::: Information provided
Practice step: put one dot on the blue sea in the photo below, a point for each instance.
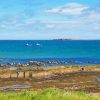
(67, 51)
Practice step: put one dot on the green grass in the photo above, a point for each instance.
(47, 94)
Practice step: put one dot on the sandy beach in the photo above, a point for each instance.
(71, 77)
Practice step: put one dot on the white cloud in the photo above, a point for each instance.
(68, 9)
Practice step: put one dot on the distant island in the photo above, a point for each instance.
(62, 39)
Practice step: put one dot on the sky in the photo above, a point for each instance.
(49, 19)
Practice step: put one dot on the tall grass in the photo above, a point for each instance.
(47, 94)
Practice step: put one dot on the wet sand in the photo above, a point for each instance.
(64, 77)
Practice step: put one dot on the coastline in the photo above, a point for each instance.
(72, 77)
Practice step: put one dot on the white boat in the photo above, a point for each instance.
(28, 44)
(37, 44)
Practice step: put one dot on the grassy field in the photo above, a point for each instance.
(47, 94)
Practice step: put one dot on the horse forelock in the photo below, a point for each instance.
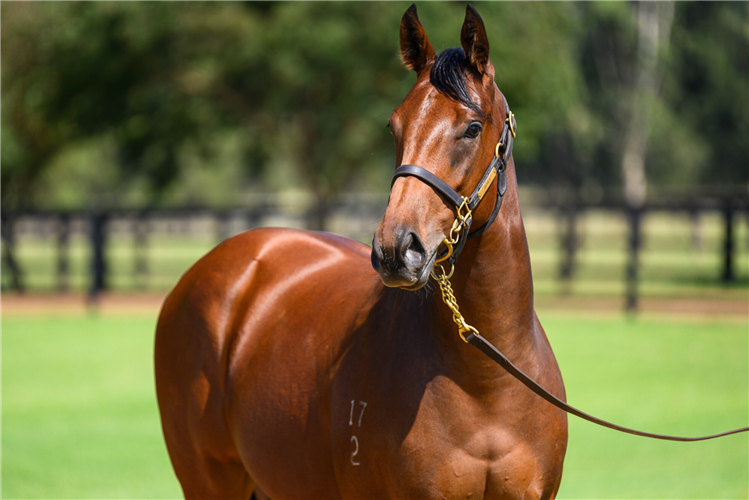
(449, 74)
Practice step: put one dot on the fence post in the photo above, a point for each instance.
(140, 250)
(222, 225)
(63, 254)
(634, 216)
(728, 274)
(8, 236)
(98, 262)
(569, 246)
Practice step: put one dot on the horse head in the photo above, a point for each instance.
(447, 130)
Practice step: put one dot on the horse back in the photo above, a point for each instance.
(257, 327)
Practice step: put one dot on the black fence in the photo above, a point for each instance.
(354, 217)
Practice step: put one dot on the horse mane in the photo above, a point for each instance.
(448, 75)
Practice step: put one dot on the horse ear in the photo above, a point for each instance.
(416, 50)
(474, 41)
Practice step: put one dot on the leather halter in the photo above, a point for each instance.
(497, 168)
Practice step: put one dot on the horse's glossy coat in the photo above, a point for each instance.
(285, 367)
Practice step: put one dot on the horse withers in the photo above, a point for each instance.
(287, 368)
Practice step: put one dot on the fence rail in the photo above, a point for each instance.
(89, 250)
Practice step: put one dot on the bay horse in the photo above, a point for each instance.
(300, 365)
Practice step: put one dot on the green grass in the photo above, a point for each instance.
(79, 414)
(667, 377)
(79, 417)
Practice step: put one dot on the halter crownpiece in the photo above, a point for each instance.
(464, 206)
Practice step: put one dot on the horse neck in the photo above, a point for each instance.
(493, 285)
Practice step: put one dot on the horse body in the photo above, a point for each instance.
(286, 367)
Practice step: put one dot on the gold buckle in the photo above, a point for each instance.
(509, 121)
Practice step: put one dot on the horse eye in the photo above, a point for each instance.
(473, 131)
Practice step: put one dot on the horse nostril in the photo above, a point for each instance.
(376, 256)
(413, 254)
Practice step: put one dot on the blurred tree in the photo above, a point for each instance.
(77, 70)
(141, 93)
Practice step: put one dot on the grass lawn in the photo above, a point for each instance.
(79, 417)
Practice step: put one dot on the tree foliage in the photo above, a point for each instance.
(122, 102)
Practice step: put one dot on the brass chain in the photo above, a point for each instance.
(443, 278)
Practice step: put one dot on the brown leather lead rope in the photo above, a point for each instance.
(484, 346)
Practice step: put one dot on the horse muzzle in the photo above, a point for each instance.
(404, 262)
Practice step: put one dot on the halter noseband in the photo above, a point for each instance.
(497, 168)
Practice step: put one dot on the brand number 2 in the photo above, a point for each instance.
(354, 439)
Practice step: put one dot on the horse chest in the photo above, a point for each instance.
(439, 445)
::::::
For this exercise, please copy exactly the lines from the one holding "Practice step: put one dot on the tree" through the end of the records, the first and last included.

• Expected answer:
Practice step: put one dot on the tree foliage in the photo above, a point for each instance.
(122, 102)
Practice step: put one dot on the brass chain in the photo above, a point for each instance.
(443, 278)
Practice step: put one dot on the brown leather lead rope in the photo above, a point for each instance.
(484, 346)
Practice step: put one dot on the horse muzzle in the photo above, a point for each instance.
(404, 262)
Practice step: put one dot on the halter noseband in the photo above, a point for each instance.
(497, 168)
Practice step: put one dot on the brand number 2 in the photo above, a point for each instance.
(354, 439)
Practice step: put one dot on the horse chest in the photo above, a point for each instance.
(439, 445)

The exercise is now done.